** start GIVEN DATA **

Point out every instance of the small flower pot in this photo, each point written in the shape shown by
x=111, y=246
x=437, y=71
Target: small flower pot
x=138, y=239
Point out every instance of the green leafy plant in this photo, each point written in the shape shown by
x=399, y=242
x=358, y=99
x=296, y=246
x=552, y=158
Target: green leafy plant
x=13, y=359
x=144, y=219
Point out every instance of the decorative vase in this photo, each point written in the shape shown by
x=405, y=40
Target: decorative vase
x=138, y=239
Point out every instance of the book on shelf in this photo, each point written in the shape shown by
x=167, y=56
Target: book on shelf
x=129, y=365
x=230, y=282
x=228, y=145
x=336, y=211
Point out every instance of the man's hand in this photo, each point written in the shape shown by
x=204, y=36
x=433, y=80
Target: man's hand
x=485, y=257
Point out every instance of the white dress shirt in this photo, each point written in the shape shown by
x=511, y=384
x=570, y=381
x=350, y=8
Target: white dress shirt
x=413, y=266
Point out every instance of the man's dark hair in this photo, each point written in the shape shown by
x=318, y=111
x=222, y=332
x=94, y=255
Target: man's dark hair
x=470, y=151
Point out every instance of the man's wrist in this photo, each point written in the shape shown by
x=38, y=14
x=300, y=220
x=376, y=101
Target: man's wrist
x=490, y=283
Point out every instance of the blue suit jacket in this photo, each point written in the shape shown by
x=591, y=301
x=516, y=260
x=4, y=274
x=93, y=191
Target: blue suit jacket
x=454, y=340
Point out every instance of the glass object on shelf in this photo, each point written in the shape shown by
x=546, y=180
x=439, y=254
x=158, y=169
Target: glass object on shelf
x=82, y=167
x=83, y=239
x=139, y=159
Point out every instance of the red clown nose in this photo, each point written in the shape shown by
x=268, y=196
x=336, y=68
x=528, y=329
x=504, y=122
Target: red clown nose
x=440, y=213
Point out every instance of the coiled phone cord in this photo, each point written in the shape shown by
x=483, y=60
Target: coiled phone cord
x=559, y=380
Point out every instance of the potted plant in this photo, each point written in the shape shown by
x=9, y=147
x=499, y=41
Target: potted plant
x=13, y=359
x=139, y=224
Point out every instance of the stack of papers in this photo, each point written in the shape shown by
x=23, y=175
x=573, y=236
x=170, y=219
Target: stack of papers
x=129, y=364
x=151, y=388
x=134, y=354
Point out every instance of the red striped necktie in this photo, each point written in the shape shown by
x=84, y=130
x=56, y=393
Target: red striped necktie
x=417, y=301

** end GIVEN DATA **

Convert every line of the entries above into a JSON list of strings with one string per line. Leave out any blank lines.

REPLY -
[
  "Point out every instance of the small flower pot in this photo, each point written in the shape shown by",
  "x=111, y=246",
  "x=437, y=71",
  "Target: small flower pot",
  "x=138, y=239",
  "Point out every instance of the green leafy plant in this photo, each point written in the shape shown by",
  "x=399, y=242",
  "x=358, y=99",
  "x=296, y=246",
  "x=552, y=158",
  "Target: green leafy plant",
  "x=13, y=359",
  "x=144, y=219",
  "Point out every instance of the decorative vase in this photo, each point written in the shape shown by",
  "x=405, y=40",
  "Target: decorative vase",
  "x=138, y=239",
  "Point out every instance of the book on shelf in this photo, each point written in the shape shown by",
  "x=167, y=56",
  "Target: book on shelf",
  "x=129, y=365",
  "x=230, y=282",
  "x=228, y=145",
  "x=336, y=211",
  "Point out every instance of the man's hand in this photo, each point written in the shape shown by",
  "x=204, y=36",
  "x=433, y=80",
  "Target: man's hand",
  "x=485, y=257",
  "Point out every instance of the white dress shirt in this photo, each point written in the shape shown by",
  "x=511, y=384",
  "x=570, y=381",
  "x=350, y=8",
  "Target: white dress shirt",
  "x=413, y=266",
  "Point out every instance of the man's dark hair in this photo, each point written in the shape shown by",
  "x=318, y=111",
  "x=222, y=332",
  "x=94, y=255",
  "Target: man's dark hair",
  "x=470, y=151",
  "Point out every instance of the man's wrist in this photo, each point written in the shape shown by",
  "x=38, y=14",
  "x=300, y=220",
  "x=376, y=101",
  "Target: man's wrist",
  "x=490, y=283",
  "Point out every instance of the blue suit jacket in this photo, each point written in the shape shown by",
  "x=591, y=301",
  "x=516, y=260",
  "x=4, y=274",
  "x=93, y=191",
  "Target: blue suit jacket",
  "x=454, y=340",
  "Point out every instance of the glass object on shelf in this photo, each point written in the shape shown by",
  "x=546, y=180",
  "x=439, y=254",
  "x=158, y=169",
  "Target: glass object on shelf",
  "x=82, y=167",
  "x=83, y=239",
  "x=139, y=159",
  "Point out every instance of the red clown nose in this photo, each point written in the shape shown by",
  "x=268, y=196",
  "x=336, y=68",
  "x=528, y=329",
  "x=504, y=122",
  "Target: red clown nose",
  "x=440, y=213",
  "Point out every instance of the coiled phone cord in this photo, each point written in the shape shown by",
  "x=483, y=60",
  "Target: coiled phone cord",
  "x=559, y=380",
  "Point out every instance of the potted plant in this photo, each point written in the shape shown by",
  "x=9, y=147",
  "x=499, y=41",
  "Target: potted plant",
  "x=13, y=359",
  "x=139, y=224",
  "Point out every instance of the stack of papers in this photo, each point written in the shape shown by",
  "x=23, y=175",
  "x=573, y=236",
  "x=170, y=219",
  "Target: stack of papers",
  "x=129, y=364",
  "x=151, y=388",
  "x=134, y=354",
  "Point out every instance of the red striped necktie in this photo, each point written in the shape shown by",
  "x=84, y=130",
  "x=56, y=393",
  "Target: red striped necktie",
  "x=417, y=301"
]